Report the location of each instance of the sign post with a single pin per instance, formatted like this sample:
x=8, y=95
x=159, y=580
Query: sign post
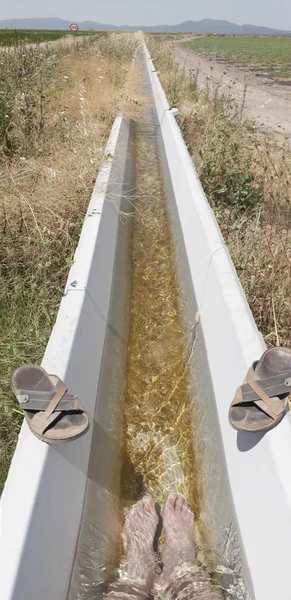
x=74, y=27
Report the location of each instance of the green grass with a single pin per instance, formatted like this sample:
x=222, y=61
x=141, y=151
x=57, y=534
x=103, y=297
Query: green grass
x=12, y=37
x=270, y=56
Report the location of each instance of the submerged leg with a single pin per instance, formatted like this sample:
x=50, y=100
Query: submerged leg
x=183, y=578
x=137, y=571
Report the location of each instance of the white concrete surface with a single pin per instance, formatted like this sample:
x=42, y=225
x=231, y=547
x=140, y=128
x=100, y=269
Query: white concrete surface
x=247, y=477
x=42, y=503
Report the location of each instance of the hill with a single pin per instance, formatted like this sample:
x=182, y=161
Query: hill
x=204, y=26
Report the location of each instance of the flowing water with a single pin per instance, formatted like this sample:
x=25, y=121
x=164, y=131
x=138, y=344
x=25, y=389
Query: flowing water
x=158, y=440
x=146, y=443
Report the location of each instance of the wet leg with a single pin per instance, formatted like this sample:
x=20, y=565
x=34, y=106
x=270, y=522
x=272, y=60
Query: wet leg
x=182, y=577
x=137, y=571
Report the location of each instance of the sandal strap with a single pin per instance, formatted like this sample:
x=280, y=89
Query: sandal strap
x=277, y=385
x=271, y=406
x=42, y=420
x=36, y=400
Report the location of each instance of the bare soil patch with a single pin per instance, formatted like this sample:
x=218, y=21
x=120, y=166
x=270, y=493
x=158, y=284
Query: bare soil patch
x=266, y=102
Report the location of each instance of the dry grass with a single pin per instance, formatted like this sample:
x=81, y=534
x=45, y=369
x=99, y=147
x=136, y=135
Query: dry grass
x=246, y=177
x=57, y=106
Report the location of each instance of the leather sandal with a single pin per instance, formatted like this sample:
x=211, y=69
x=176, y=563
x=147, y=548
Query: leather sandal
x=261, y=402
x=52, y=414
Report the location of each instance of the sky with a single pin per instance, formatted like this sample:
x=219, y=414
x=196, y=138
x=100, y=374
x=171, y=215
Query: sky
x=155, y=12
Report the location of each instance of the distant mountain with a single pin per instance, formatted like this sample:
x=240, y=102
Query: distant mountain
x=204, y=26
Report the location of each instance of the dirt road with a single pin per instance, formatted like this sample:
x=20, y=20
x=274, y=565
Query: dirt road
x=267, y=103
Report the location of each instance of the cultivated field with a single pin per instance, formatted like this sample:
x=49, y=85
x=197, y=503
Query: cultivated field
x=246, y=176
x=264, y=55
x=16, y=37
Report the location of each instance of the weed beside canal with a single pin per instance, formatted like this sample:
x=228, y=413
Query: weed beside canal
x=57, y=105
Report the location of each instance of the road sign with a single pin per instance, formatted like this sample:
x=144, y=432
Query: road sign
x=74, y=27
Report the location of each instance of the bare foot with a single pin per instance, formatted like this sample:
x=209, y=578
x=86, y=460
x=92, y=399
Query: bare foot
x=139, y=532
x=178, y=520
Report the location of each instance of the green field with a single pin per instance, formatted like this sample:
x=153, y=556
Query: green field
══════════════════════════════
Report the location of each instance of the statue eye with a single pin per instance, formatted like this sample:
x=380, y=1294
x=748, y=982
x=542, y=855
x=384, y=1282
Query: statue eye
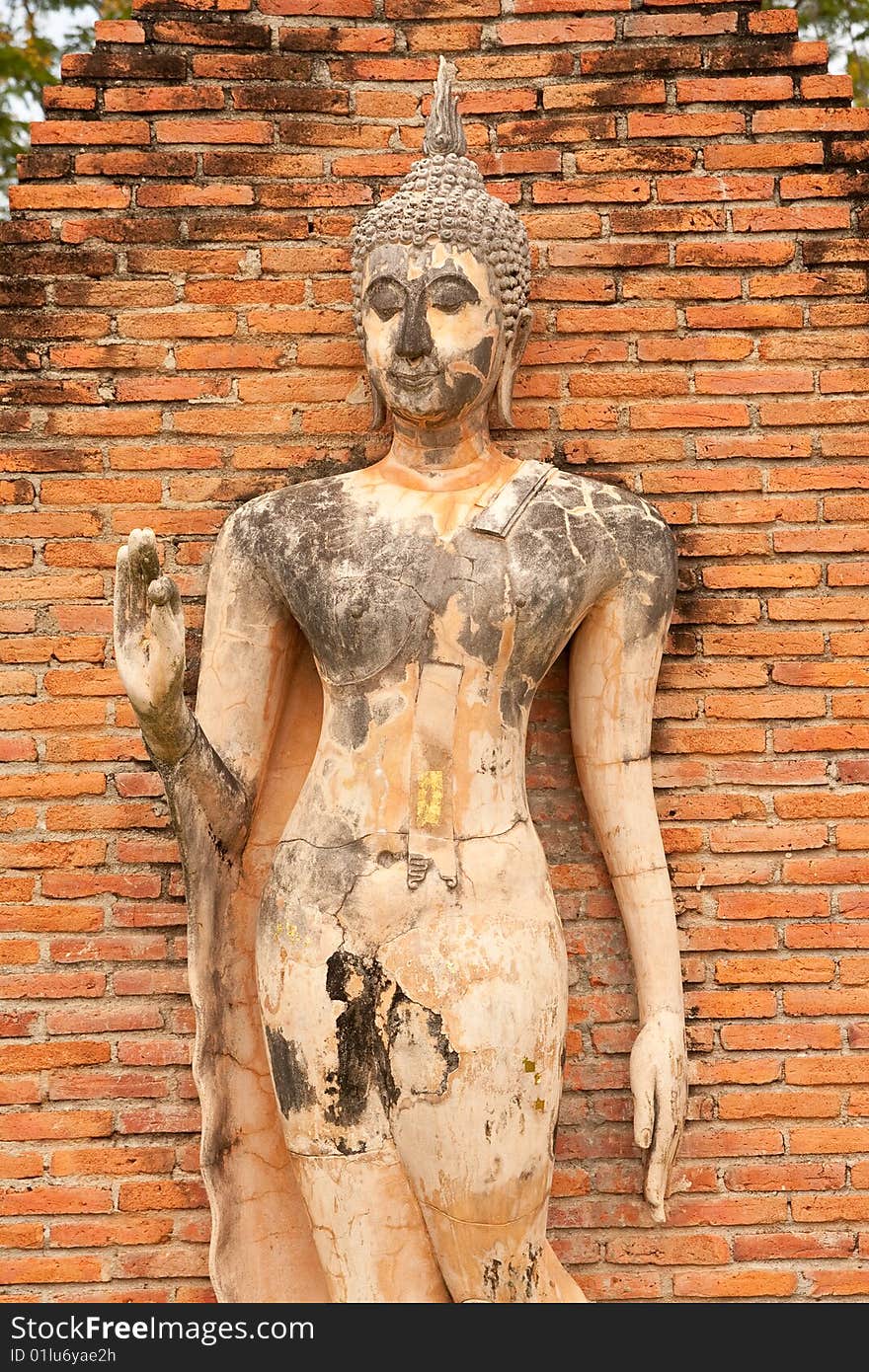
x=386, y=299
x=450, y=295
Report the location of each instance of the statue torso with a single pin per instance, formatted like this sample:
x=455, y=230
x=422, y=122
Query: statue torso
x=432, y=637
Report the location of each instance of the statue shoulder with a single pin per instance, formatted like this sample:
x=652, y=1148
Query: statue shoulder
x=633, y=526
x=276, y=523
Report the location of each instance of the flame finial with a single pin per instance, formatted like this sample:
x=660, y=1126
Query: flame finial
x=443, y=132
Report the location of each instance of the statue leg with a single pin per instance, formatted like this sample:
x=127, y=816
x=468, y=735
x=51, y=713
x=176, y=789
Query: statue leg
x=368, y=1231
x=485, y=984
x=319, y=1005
══════════════════════════════
STATED TASK
Can you give the stretch of items from the line containing "Report the location of each instance of the statue torso" through the line containing "x=319, y=1005" as a Markdown table with the columns Row and Text, one line per row and blank lines left out?

SOLUTION TO THE EXERCISE
| Row | Text |
|---|---|
| 1 | Report the location of each instance of the statue torso with a single pin per instance, formatted like this sample: |
| 2 | x=455, y=230 |
| 3 | x=422, y=122 |
| 4 | Query: statue torso |
| 5 | x=432, y=637 |
| 6 | Report the location of each instance of the statue shoulder with a single pin per instance, formatted like this sample: |
| 7 | x=652, y=1148 |
| 8 | Query: statue shoulder |
| 9 | x=633, y=526 |
| 10 | x=276, y=523 |
| 11 | Report the location of each instance of the flame finial with a single pin per instance, formatted like this sample: |
| 12 | x=660, y=1126 |
| 13 | Query: flame finial |
| 14 | x=443, y=132 |
| 15 | Report the location of each instance of the statue leg with a single pin per instance, formatted like this sample: |
| 16 | x=127, y=816 |
| 17 | x=468, y=735 |
| 18 | x=51, y=713 |
| 19 | x=176, y=789 |
| 20 | Query: statue leg |
| 21 | x=368, y=1231 |
| 22 | x=485, y=984 |
| 23 | x=319, y=1005 |